## [Extracted text]

Hidden Valley is a valley in the Santa Monica Mountains, in southeastern Ventura County, Southern California. The unincorporated community in the valley is an equestrian ranch community with single family houses on  parcels of land. Residents rely on wells as the Hidden Valley Municipal Water District does not provide drinking water.

Geography

Hidden Valley is bordered by Lake Sherwood to the east, Newbury Park to the west and north, and the Santa Monica Mountains National Recreation Area to the south. It is located south of the Conejo Valley, near the northwestern border of Los Angeles County.

Popular culture
Hidden Valley is popular for filming movies and television shows due to its proximity to Los Angeles, such as:
the home of President Charles Logan in the television series 24, seasons 5 and 6,
much of the film Seabiscuit,
the original site for Greg Sumner's ranch on Knots Landing,
the original site for Gary Ewing's ranch on Knots Landing.

## [Supplied information]
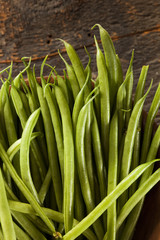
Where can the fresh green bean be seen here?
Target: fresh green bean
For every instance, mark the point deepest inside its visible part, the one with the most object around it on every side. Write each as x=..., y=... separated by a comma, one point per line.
x=149, y=124
x=115, y=75
x=82, y=171
x=141, y=84
x=68, y=158
x=57, y=125
x=54, y=215
x=45, y=186
x=129, y=141
x=24, y=153
x=20, y=234
x=5, y=214
x=51, y=146
x=20, y=184
x=104, y=100
x=23, y=119
x=133, y=217
x=144, y=188
x=112, y=177
x=129, y=88
x=77, y=65
x=71, y=77
x=26, y=224
x=107, y=202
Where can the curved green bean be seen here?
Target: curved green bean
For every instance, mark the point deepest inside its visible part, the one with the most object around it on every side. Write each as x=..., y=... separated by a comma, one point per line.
x=68, y=158
x=107, y=202
x=5, y=214
x=104, y=100
x=81, y=165
x=24, y=153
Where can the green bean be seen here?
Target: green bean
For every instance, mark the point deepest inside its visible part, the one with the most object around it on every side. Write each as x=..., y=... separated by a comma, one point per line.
x=51, y=146
x=26, y=224
x=107, y=202
x=133, y=217
x=144, y=188
x=5, y=214
x=82, y=171
x=77, y=65
x=32, y=80
x=88, y=150
x=55, y=117
x=129, y=88
x=104, y=100
x=20, y=184
x=120, y=106
x=23, y=119
x=78, y=104
x=88, y=69
x=45, y=186
x=68, y=158
x=112, y=177
x=141, y=84
x=17, y=79
x=20, y=234
x=1, y=235
x=24, y=153
x=11, y=131
x=71, y=77
x=3, y=95
x=129, y=141
x=54, y=215
x=149, y=124
x=115, y=76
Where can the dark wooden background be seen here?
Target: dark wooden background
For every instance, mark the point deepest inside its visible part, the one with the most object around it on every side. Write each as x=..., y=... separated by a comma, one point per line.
x=31, y=28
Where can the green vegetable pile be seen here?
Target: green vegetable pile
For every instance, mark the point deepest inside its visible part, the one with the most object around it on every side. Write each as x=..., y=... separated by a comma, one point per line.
x=74, y=161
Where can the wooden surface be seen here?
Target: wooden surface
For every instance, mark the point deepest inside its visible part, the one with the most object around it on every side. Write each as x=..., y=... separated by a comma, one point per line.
x=31, y=28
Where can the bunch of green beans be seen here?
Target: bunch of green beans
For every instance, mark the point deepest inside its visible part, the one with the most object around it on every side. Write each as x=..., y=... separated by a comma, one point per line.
x=74, y=162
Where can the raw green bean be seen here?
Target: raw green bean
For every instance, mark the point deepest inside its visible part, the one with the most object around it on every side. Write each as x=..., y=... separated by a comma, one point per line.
x=57, y=125
x=115, y=75
x=11, y=132
x=20, y=234
x=68, y=158
x=5, y=214
x=129, y=88
x=54, y=215
x=17, y=79
x=24, y=153
x=81, y=165
x=149, y=124
x=23, y=119
x=51, y=146
x=141, y=84
x=71, y=78
x=129, y=142
x=107, y=202
x=104, y=100
x=112, y=177
x=45, y=186
x=20, y=184
x=77, y=65
x=27, y=225
x=133, y=217
x=144, y=188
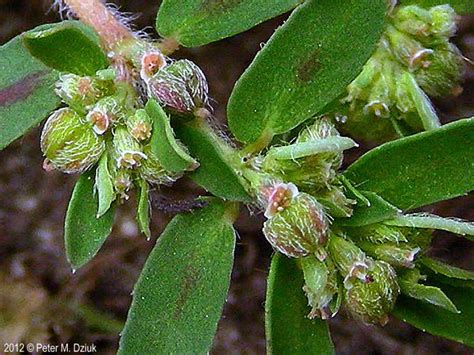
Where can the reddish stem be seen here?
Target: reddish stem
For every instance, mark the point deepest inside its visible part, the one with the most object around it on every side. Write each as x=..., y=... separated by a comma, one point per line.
x=95, y=14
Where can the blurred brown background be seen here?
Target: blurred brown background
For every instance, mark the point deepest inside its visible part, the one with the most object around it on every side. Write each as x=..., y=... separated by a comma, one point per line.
x=40, y=298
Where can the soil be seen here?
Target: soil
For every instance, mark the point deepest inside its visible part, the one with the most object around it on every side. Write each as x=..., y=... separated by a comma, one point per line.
x=33, y=204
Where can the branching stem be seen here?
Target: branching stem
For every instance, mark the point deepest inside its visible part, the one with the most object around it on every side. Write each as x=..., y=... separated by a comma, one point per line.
x=95, y=14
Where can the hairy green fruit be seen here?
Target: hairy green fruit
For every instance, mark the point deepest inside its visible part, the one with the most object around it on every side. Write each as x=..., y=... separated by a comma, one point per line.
x=371, y=301
x=299, y=229
x=69, y=143
x=181, y=87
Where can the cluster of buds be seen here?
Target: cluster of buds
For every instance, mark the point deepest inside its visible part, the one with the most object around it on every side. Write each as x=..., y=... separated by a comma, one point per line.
x=315, y=174
x=179, y=86
x=415, y=58
x=103, y=117
x=356, y=267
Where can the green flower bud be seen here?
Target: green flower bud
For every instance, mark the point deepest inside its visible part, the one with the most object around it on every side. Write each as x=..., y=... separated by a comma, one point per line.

## [Task list]
1) Decide whether each statement agrees with the Hidden Valley passage. Answer yes or no, and quote the deciding words.
(a) Hidden Valley lies in Ventura County.
(b) The Hidden Valley Municipal Water District supplies residents with drinking water.
(c) Lake Sherwood borders Hidden Valley on the east.
2) Use the Hidden Valley passage to answer these questions.
(a) What borders Hidden Valley to the south?
(b) In which seasons of 24 was Hidden Valley the home of President Charles Logan?
(c) What kind of community is the unincorporated community in the valley?
The rows were taken from a separate source.

## [The responses]
1)
(a) Yes: "in southeastern Ventura County"
(b) No: "the Hidden Valley Municipal Water District does not provide drinking water"
(c) Yes: "bordered by Lake Sherwood to the east"

2)
(a) The Santa Monica Mountains National Recreation Area
(b) Seasons 5 and 6
(c) An equestrian ranch community